Artist Profile: Joseph Cornell

Joseph Cornell & His Own Brand of American Surrealism

Though now considered one of the few American proponents of Surrealism, Joseph Cornell was apprehensive about the affiliation, once admitting to Alfred H. Barr that, “I do not share in the subconscious and dream theories of the surrealists. While fervently admiring much of their work, I have never been an official surrealist…” and in a letter to the poet Charles Henri Ford, “I never liked the kind of black magic that Dali, Breton, etc. go in for—it’s always seemed cheap to me.” Instead of finding commonalities, Cornell readily identified Salvador Dalí, André Breton, and Max Ernst with profanity, eroticism, extreme subversion, and iconoclasm. His apparent personal aversion notwithstanding, Cornell’s art should not be so readily branded “Surrealist”. Cornell’s vein of avant-garde was forged from childlike innocence and as a secretive refuge from adulthood (stories by Hans Christian Anderson and Antoine de Saint-Exupery’s The Little Prince were often referenced in Cornell’s works). Rather than striving for alchemy or access into other worlds like the firebrand Surrealists, Kynaston L. McShine, writing for the Museum of Modern Art’s 1962 exhibition The Art of Assemblage, described Cornell’s oeuvre as: “…natural and filled with love… Lost illusions are sheltered along with pristine innocence and the pure naïveté of childhood… His art is enduring as it is ephemeral… as wise and series as it is witty and ironic.”

------------------------------

EXERCISE
Could you transcribe the Joseph Cornell profile in full, word for word? You won't need any of the entries that follow the Joseph Cornell profile.

DATASET EXCERPTS
------------------------------

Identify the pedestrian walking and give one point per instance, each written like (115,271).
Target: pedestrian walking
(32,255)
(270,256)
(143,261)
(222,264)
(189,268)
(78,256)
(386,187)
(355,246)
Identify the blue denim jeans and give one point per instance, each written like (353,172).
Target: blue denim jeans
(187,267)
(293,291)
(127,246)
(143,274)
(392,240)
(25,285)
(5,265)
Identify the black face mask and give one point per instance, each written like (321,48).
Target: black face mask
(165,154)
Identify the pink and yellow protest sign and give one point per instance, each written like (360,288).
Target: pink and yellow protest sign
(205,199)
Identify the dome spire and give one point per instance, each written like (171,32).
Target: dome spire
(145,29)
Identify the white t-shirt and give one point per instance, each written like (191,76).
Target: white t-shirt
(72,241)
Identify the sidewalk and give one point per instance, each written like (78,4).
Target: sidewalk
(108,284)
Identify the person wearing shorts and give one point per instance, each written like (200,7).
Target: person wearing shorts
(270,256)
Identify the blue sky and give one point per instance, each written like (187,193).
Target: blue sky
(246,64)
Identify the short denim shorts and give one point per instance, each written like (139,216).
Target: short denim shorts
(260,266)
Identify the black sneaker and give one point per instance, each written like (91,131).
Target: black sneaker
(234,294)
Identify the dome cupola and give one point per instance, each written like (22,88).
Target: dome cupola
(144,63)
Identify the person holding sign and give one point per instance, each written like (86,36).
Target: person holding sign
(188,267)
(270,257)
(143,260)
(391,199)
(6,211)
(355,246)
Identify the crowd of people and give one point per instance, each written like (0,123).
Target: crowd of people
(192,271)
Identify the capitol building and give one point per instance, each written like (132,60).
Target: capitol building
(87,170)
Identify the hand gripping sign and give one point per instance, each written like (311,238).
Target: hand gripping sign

------------------------------

OUTPUT FOR THIS TASK
Artist Profile: Joseph Cornell

Joseph Cornell & His Own Brand of American Surrealism

Though now considered one of the few American proponents of Surrealism, Joseph Cornell was apprehensive about the affiliation, once admitting to Alfred H. Barr that, “I do not share in the subconscious and dream theories of the surrealists. While fervently admiring much of their work, I have never been an official surrealist…” and in a letter to the poet Charles Henri Ford, “I never liked the kind of black magic that Dali, Breton, etc. go in for—it’s always seemed cheap to me.” Instead of finding commonalities, Cornell readily identified Salvador Dalí, André Breton, and Max Ernst with profanity, eroticism, extreme subversion, and iconoclasm. His apparent personal aversion notwithstanding, Cornell’s art should not be so readily branded “Surrealist”. Cornell’s vein of avant-garde was forged from childlike innocence and as a secretive refuge from adulthood (stories by Hans Christian Anderson and Antoine de Saint-Exupery’s The Little Prince were often referenced in Cornell’s works). Rather than striving for alchemy or access into other worlds like the firebrand Surrealists, Kynaston L. McShine, writing for the Museum of Modern Art’s 1962 exhibition The Art of Assemblage, described Cornell’s oeuvre as: “…natural and filled with love… Lost illusions are sheltered along with pristine innocence and the pure naïveté of childhood… His art is enduring as it is ephemeral… as wise and series as it is witty and ironic.”